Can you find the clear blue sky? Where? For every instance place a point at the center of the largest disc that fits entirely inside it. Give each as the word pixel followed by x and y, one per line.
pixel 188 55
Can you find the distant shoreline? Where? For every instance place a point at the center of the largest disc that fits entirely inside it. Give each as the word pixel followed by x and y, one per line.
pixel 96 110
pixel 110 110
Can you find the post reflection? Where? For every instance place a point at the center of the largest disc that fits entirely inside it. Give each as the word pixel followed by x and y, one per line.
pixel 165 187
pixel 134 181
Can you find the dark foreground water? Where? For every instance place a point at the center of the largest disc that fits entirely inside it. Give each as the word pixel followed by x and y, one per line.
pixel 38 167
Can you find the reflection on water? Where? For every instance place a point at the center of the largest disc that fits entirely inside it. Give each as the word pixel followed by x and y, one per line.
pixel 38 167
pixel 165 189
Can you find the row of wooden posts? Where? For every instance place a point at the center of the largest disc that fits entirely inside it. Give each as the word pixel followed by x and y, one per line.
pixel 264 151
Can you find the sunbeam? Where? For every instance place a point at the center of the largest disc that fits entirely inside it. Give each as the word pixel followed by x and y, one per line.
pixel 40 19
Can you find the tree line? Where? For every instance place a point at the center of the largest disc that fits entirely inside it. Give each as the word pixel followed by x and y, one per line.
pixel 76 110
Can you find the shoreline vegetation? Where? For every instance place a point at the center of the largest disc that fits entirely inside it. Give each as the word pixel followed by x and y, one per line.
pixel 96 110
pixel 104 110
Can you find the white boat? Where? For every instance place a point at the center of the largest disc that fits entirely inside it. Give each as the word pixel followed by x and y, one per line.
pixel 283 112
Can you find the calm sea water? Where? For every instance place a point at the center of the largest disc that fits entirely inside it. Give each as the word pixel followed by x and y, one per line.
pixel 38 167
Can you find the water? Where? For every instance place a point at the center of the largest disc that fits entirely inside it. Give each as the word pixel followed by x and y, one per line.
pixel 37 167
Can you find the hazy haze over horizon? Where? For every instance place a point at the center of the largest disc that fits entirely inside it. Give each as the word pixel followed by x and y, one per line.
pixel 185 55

= = = =

• _What you need to do_
Restate the records exactly. Leave nothing out.

• _The answer_
Can you find the clear blue sky? Where? For every instance place a point at the center of the largest disc that fits entirely inside it. Give each as the word pixel followed by x and y, one per line.
pixel 188 55
Can you find the distant shoreline? Where? For every instance place a point at the center of the largest disc that fits entirely inside it. Give each as the word pixel followed by x and y, one per line.
pixel 96 110
pixel 110 110
Can you find the post reflection? Where? For every instance place a point at the center of the largest disc that fits entirely inside it. Give each as the word pixel followed by x and y, one per line.
pixel 165 187
pixel 134 181
Can you find the dark foreground water? Where? For every instance place a point at the center of the largest disc that fits entirely inside it. Give each as the word pixel followed by x and y, one per line.
pixel 38 167
Can you find the reflection on water? Where? For every instance place a point at the center of the largest disc that fits entirely inside it. Give each as the word pixel followed by x and y, one per line.
pixel 38 167
pixel 165 189
Can you find the row of wooden posts? Where? For every instance place a point at the center of the largest disc that fits entirely inside it. Give each as the word pixel followed by x and y, one per line.
pixel 264 151
Can you find the sunbeam? Where? For every instance place a point at the center of the largest disc that fits entirely inside it. Give each as the word pixel followed by x and y, one per line.
pixel 40 19
Can you find the tree line? Where? For every instance place a point at the center of the largest disc that fits entirely inside it. Give each as the word pixel followed by x and y, one per line.
pixel 76 110
Can you find the shoreline vegetation? Where? For every instance place a point at the center of the largest disc that fits entirely inside it. Give each as the word pixel followed by x and y, one per line.
pixel 96 110
pixel 104 110
Can you find the white boat? Where? For every instance place a point at the center of the largest disc that fits entirely inside it. Give each as the word pixel followed by x and y, one per line.
pixel 283 112
Can you find the calm sea water? Where? For every instance place a point at the center of the largest disc that fits entirely inside it. Give each as the word pixel followed by x and y, one per line.
pixel 38 167
Can you find the water? Where? For every instance place a point at the center of the largest disc that fits entirely inside it. Give each as the word pixel followed by x and y, one per line.
pixel 37 167
Can you find the hazy haze over horizon? Where? For every instance place a point at the center of the largest disc that fits entirely inside it. Give each as the word pixel followed by x and y, one per line.
pixel 185 55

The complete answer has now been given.